> **Description of the task**:
Render the records as a numbered list, starting at the line containing "Every instance gets one point. Tag the butterfly hindwing" and running through the end of the records. Leave out any blank lines.

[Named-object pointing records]

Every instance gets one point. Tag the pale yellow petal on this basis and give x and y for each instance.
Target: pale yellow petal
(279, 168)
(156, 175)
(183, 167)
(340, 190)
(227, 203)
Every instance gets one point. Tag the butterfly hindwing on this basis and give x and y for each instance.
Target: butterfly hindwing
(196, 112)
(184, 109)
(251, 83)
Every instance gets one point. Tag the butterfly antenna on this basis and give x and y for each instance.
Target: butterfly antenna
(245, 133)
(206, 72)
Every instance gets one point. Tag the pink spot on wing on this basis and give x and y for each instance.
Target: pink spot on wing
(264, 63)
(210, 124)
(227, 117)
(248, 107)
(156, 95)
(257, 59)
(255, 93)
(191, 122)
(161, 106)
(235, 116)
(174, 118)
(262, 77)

> **Final result**:
1. Every instance gets one point. Tag the butterfly hindwing on this basis and give x and y for each instance.
2. Target: butterfly hindwing
3. (196, 112)
4. (184, 109)
5. (251, 83)
6. Every instance gets one point. Tag the butterfly antenna on this basis and give x and y for each instance.
7. Target: butterfly antenna
8. (245, 133)
9. (206, 72)
10. Every instance gets one point. Tag the pink spot on wing on this basis and give x and y for each instance.
11. Target: pink spot on wing
12. (264, 63)
13. (210, 124)
14. (227, 117)
15. (248, 107)
16. (156, 95)
17. (257, 59)
18. (255, 93)
19. (191, 122)
20. (161, 106)
21. (235, 116)
22. (174, 118)
23. (262, 77)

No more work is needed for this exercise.